(Excerpts from location labeling data)
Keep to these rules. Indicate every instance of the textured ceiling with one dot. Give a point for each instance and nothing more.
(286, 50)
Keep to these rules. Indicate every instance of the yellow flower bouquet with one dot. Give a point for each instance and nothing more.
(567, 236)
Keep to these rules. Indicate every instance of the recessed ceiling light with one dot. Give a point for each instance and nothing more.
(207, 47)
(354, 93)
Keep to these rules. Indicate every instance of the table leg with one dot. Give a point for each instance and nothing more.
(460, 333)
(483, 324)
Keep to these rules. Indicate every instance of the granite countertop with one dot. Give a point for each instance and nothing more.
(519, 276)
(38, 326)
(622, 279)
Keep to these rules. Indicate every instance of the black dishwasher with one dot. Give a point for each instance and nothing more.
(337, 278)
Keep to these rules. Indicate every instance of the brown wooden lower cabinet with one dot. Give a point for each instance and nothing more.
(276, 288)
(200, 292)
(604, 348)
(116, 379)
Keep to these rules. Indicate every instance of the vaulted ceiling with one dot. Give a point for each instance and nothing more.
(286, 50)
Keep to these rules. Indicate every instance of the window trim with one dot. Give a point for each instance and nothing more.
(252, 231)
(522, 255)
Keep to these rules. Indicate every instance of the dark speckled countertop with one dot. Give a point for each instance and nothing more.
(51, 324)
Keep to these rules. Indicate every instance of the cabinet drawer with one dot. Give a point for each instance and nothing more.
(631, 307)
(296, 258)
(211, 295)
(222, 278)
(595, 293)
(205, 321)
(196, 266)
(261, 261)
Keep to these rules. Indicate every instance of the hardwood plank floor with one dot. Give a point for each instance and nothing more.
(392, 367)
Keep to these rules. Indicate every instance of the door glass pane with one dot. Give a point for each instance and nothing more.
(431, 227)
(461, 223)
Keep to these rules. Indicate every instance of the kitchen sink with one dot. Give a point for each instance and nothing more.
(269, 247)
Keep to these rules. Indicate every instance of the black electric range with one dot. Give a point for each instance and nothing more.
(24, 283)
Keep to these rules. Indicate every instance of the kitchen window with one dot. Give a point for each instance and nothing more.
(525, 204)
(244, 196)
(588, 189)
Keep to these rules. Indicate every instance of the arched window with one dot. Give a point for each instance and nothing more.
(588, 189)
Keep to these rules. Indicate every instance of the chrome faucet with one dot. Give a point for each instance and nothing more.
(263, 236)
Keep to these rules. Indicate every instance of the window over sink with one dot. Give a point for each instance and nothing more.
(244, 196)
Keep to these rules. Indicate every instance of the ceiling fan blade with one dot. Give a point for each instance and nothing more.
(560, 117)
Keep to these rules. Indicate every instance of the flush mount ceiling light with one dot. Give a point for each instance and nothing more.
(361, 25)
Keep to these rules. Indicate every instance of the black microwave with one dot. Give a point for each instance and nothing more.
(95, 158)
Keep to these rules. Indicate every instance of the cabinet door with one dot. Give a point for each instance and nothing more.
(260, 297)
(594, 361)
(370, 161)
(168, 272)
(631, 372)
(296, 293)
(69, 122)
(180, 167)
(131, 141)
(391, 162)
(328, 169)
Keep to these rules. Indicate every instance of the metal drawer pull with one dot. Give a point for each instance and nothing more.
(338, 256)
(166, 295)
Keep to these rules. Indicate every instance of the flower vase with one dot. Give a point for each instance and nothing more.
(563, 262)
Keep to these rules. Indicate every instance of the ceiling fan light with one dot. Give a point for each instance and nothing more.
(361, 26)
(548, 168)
---
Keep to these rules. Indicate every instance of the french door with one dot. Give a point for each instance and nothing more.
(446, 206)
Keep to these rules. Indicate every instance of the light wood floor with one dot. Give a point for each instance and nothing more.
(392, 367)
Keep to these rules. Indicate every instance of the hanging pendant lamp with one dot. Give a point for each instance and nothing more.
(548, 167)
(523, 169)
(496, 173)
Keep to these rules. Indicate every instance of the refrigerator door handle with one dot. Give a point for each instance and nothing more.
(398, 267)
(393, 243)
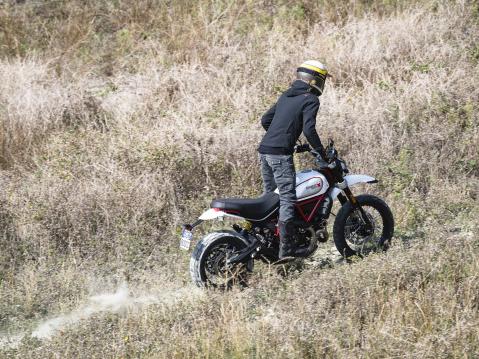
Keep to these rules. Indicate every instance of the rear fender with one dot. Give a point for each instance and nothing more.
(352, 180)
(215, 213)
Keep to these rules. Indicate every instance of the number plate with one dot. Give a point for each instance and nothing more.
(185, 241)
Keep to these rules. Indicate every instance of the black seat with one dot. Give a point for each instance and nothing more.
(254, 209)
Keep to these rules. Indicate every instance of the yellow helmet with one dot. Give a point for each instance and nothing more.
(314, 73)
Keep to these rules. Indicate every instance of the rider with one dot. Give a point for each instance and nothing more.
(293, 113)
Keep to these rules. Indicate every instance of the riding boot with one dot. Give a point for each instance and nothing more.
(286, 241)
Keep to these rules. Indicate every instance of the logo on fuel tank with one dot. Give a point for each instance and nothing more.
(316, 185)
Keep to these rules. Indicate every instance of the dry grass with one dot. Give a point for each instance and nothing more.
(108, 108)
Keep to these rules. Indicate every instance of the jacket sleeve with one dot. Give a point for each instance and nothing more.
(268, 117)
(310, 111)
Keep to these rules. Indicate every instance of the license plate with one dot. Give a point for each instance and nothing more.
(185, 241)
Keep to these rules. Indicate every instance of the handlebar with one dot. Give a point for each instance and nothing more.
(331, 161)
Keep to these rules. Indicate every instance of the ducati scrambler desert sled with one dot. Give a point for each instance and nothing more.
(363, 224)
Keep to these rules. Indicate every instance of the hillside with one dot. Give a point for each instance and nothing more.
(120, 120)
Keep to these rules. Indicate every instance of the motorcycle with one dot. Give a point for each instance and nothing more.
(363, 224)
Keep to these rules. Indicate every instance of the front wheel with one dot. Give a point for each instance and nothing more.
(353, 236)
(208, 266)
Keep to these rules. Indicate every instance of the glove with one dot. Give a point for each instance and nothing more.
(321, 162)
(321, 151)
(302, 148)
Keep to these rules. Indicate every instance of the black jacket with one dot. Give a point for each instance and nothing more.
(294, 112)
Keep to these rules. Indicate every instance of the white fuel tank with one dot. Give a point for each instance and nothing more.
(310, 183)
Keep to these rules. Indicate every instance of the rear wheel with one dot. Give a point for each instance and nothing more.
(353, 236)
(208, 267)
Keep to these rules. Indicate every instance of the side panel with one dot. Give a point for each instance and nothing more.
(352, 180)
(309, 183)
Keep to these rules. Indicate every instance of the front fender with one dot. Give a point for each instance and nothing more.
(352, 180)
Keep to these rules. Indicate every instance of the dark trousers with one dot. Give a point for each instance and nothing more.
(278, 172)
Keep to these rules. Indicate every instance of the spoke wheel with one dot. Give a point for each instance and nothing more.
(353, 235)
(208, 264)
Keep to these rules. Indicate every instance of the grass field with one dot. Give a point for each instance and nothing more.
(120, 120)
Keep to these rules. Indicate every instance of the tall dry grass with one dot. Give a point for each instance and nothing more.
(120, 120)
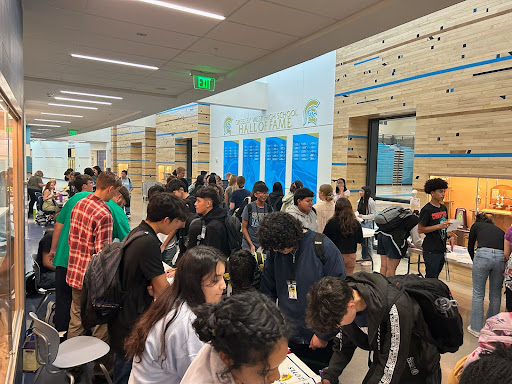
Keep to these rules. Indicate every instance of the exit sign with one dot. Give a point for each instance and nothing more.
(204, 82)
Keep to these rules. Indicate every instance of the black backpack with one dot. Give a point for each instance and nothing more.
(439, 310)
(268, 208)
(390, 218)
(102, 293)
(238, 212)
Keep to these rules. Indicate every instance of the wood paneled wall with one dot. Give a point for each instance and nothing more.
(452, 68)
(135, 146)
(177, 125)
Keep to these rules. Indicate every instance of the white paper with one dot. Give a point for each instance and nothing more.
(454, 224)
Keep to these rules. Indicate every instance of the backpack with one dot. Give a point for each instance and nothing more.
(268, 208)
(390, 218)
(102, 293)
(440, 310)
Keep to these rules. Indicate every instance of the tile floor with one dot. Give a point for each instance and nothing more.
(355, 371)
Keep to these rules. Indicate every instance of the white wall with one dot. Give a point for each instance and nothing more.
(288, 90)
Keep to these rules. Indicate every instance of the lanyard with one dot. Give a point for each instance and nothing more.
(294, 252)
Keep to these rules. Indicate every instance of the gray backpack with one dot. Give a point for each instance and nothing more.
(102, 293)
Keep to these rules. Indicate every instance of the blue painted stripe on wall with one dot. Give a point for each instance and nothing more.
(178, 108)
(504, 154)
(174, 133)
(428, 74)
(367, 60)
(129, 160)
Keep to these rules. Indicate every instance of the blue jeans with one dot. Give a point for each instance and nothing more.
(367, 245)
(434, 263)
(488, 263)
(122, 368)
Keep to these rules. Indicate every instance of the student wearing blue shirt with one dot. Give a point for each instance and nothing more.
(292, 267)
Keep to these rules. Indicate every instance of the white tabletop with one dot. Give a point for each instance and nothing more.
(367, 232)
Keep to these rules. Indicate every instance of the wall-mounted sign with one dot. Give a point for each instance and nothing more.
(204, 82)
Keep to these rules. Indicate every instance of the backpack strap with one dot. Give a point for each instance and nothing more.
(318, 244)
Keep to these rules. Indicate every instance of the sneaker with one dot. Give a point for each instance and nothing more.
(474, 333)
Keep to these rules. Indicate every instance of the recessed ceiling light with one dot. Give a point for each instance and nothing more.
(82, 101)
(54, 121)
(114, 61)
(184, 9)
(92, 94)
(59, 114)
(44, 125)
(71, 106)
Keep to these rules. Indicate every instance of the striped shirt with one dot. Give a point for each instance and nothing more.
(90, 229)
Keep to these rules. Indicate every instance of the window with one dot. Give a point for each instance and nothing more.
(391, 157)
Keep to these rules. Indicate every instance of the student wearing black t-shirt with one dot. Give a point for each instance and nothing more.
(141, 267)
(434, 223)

- _To do_
Pick out every line above that contains the string "fender", and copy each one in full. Case counts.

- _Exercise solution_
Keep to these rules. Indicate every instance of the rear fender with one dot. Give a point for each instance and nothing more.
Keep to these rules. Indicate every instance of the front fender with one dot. Give a point for each instance and nothing more.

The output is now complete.